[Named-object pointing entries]
- - - - - - -

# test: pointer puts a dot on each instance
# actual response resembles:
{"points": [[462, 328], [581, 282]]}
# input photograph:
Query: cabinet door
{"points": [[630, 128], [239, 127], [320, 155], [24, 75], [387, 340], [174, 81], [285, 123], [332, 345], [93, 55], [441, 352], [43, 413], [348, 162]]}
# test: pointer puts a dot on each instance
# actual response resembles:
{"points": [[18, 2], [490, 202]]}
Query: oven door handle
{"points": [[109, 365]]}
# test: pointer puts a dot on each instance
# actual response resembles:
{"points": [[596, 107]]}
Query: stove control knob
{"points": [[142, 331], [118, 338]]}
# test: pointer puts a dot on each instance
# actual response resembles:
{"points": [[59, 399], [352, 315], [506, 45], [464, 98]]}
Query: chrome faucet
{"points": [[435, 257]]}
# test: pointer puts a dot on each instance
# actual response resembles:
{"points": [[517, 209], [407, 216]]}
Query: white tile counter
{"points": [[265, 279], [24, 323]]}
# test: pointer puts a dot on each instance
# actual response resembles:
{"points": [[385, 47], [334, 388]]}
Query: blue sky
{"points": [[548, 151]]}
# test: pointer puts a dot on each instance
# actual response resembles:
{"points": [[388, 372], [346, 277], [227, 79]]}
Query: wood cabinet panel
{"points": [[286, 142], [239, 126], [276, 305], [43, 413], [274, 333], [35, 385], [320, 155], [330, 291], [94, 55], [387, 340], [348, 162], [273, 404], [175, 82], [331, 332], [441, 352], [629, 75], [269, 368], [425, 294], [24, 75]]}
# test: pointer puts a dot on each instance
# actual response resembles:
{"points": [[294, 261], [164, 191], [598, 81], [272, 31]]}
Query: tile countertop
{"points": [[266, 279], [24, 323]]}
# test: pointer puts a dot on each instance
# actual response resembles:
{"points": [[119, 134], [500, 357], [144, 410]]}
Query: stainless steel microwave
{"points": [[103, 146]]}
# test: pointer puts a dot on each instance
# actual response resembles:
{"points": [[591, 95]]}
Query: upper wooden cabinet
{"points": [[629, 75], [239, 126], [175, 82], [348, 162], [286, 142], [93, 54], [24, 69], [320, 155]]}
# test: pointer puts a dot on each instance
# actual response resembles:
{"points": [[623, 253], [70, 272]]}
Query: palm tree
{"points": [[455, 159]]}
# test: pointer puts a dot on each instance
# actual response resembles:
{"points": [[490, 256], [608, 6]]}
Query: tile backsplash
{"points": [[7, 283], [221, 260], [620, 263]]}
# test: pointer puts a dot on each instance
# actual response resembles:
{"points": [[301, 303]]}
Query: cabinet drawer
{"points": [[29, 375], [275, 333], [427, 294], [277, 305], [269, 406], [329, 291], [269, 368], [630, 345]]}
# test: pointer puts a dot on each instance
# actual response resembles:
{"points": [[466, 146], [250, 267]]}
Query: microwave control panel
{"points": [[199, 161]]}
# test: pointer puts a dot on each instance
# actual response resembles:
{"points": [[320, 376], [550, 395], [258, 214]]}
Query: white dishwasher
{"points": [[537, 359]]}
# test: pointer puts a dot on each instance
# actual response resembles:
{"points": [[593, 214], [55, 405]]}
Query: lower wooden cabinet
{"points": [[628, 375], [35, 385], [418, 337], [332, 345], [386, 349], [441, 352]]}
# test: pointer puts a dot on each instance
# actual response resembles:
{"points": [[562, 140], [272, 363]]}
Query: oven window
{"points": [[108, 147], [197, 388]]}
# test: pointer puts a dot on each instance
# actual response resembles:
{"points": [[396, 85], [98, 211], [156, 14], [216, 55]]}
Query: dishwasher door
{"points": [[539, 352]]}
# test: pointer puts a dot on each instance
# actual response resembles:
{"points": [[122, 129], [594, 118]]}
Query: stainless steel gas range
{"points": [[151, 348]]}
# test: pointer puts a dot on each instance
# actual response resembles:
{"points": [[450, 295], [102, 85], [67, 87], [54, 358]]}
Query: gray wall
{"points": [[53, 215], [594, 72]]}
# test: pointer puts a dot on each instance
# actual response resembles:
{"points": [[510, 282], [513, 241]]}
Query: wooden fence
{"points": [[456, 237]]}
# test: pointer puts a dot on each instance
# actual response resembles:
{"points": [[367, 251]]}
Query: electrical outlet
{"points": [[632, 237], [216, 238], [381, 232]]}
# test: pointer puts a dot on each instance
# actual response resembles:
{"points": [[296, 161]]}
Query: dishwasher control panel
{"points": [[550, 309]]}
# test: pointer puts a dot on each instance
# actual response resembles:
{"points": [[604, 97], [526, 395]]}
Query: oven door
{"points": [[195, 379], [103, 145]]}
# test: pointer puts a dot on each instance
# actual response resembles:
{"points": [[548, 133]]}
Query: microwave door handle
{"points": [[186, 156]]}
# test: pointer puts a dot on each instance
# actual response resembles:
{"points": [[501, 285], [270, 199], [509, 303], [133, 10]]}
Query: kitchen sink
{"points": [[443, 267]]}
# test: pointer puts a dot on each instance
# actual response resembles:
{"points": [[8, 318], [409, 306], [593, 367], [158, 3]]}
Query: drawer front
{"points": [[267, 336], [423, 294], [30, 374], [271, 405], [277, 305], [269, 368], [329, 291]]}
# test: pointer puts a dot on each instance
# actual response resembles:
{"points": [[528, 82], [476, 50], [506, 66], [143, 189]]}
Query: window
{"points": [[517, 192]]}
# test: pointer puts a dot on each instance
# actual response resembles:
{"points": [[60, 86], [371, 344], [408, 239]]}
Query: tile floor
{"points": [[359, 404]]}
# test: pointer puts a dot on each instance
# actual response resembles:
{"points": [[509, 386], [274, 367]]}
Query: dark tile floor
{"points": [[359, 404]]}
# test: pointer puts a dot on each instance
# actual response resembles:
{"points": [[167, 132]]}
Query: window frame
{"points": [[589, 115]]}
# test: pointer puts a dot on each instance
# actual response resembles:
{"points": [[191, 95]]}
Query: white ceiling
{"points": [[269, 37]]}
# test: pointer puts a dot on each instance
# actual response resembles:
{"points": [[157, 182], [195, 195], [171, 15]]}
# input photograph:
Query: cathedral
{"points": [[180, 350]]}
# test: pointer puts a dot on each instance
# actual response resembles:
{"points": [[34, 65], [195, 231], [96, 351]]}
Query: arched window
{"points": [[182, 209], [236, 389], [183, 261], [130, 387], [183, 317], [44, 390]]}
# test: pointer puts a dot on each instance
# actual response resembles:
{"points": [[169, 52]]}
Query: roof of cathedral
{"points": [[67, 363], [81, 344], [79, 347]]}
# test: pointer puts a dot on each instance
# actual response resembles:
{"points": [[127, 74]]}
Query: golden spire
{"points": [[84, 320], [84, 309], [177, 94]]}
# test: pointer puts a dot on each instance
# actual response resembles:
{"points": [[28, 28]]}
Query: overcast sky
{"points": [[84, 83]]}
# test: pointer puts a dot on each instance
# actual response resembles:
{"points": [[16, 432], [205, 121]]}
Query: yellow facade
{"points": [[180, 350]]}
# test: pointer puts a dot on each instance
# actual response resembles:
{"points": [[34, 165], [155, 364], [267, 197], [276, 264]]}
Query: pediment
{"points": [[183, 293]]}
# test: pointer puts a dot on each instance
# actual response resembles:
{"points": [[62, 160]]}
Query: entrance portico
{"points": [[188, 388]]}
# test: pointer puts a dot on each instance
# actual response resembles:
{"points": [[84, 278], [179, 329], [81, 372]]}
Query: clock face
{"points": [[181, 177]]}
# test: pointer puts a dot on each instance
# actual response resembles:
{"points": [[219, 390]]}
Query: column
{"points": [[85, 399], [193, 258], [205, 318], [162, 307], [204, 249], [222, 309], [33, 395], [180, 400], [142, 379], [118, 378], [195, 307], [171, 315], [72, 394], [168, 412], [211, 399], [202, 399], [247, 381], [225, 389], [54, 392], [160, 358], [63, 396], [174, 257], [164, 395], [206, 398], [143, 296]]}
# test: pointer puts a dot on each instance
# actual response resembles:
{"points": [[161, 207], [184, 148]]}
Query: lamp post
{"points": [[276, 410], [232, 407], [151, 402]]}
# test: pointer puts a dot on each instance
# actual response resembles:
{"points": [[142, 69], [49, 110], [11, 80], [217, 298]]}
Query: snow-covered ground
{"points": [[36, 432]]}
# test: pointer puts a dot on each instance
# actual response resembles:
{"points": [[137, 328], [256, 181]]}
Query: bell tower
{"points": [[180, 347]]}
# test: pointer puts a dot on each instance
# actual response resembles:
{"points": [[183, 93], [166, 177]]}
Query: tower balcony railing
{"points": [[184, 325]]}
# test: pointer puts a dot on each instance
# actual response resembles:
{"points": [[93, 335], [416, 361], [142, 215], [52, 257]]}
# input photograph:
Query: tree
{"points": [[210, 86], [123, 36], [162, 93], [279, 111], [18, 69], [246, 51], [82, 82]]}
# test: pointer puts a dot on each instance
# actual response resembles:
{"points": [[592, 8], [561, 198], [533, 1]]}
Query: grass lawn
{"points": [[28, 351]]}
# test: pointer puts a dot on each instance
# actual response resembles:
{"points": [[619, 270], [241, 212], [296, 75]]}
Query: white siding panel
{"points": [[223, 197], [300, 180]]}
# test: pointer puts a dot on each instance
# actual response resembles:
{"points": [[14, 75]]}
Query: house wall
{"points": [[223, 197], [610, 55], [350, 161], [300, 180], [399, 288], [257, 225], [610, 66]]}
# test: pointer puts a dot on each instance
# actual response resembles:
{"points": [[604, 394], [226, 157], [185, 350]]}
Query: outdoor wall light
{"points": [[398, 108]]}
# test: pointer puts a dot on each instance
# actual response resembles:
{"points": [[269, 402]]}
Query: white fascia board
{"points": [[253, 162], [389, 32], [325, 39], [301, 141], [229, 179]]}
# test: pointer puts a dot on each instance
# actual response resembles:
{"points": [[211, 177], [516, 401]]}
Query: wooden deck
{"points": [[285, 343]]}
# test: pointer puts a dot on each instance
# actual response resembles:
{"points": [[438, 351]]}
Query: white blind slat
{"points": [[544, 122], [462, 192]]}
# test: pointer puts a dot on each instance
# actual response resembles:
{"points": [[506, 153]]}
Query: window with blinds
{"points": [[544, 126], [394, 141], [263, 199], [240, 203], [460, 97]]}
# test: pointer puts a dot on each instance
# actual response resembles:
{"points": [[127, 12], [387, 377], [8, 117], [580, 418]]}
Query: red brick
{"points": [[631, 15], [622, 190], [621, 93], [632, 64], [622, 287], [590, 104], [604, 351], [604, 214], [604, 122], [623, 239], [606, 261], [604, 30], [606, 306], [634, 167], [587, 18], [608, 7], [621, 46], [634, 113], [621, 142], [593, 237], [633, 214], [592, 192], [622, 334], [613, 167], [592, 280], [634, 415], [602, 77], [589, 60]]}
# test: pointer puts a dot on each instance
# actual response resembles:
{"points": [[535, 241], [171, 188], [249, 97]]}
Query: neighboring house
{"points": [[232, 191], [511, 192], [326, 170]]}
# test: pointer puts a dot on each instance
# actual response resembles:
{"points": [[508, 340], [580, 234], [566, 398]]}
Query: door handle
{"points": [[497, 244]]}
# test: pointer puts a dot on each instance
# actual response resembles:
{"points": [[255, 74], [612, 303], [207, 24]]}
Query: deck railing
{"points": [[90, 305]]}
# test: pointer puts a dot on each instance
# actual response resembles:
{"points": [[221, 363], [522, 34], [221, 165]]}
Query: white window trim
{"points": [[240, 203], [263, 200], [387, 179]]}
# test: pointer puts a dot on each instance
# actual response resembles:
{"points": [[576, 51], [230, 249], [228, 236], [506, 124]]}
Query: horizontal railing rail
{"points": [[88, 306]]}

- - - - - - -

[Exercise] Gather every line of the entries above that contains the string "handle", copying each line in full. Treat case as significant.

[Exercise response]
Query: oven door handle
Query: microwave door handle
Query: door handle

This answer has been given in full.